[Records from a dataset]
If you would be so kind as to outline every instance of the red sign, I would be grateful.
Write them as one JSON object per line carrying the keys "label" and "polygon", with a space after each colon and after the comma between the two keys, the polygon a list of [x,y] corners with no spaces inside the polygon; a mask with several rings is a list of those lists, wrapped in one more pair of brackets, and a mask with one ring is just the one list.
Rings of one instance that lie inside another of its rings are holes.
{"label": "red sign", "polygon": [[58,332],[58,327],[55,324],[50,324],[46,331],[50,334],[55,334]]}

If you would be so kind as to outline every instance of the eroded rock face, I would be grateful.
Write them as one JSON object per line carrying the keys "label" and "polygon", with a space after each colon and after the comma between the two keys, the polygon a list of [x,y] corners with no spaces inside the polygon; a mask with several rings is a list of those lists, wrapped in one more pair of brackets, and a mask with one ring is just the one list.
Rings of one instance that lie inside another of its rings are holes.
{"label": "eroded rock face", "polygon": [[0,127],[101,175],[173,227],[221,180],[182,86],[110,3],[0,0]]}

■ Action item: Copy here each line of the preceding records with "grateful" in it.

■ The completed task:
If you would be so kind as to outline every instance of the red sign, I would be grateful.
If you would be so kind as to outline every instance of the eroded rock face, I would be grateful.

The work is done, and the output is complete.